WORK TASK 1 |
In the article on LIC and the Adani Group, how much did LIC invest in Adani Ports this year, according to publicly available data?
WORK TASK 2 |
For each statement, say whether it agrees with the article on LIC and the Adani Group, and quote the deciding words: (a) LIC's official response denied that it invested heavily in Adani firms. (b) LIC's total exposure to the Adani Group reportedly amounts to less than 2% of Adani's total debt. (c) Major Indian outlets held primetime debates on the Washington Post story.

-- DOCUMENT SEGMENT follows --

Washington Post Exposes. Indian Media Ignores. LIC Denies — But Doesn’t Deny Enough.
When the Washington Post published its investigation claiming that the life insurance corporation of india (LIC) had poured nearly ₹30,000 crores into adani Group to “stabilize” the conglomerate during its meltdown, one might have expected India’s newsrooms to erupt.
They didn’t.
No major indian outlet dared to touch the story. Not one primetime debate, not one banner headline.
Instead, within hours, the same media houses scrambled to amplify LIC’s carefully worded denial — a statement that looked like a clarification, but read more like a riddle.
🏦 “We Didn’t Save Adani” — But Did We Invest?
LIC’s official response didn’t deny the core claim — that it invested heavily in adani firms. It only rejected the narrative that it was instructed to do so or that a special paper existed directing the move.
The insurer’s exact line:
“No such paper, as alleged, exists. All investment decisions are taken after thorough due diligence, and no official directed the corporation to invest in any group.”
Sounds clean — until you notice what’s missing.
There’s no mention of how much money was actually invested, when, or why that timing coincides with Adani’s stock collapse.
💰 The Numbers Tell a Louder Story
According to publicly available data, LIC invested around $570 million (₹4,700 crore) in Adani Ports this year alone.
That’s just one company.
The insurer’s total exposure to the adani Group reportedly stands at around ₹30,000 crore, less than 2% of Adani’s total debt — yet still a staggering amount of public funds.
In other words, the average Indian’s insurance premiums — money meant to secure their families — were deployed to stabilize a corporate empire mired in global scrutiny.
🧠 “Due Diligence” or Damage Control?
lic claims every investment decision follows due diligence. But when a company’s market cap plummets by billions following a global report alleging stock manipulation, can any fresh investment in it be considered “due diligence”?

-- DOCUMENT SEGMENT concluded --
-- SUPPLIED DATA follows --

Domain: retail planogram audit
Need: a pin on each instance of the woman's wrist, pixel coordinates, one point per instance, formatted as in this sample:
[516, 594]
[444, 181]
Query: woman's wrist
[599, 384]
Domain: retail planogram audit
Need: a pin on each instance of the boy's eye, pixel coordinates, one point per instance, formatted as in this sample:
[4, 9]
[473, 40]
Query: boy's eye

-- SUPPLIED DATA concluded --

ANSWER AREA 1 |
Around $570 million (₹4,700 crore).

ANSWER AREA 2 |
(a) No: "LIC’s official response didn’t deny the core claim — that it invested heavily in adani firms."
(b) Yes: "reportedly stands at around ₹30,000 crore, less than 2% of Adani’s total debt"
(c) No: "Not one primetime debate, not one banner headline."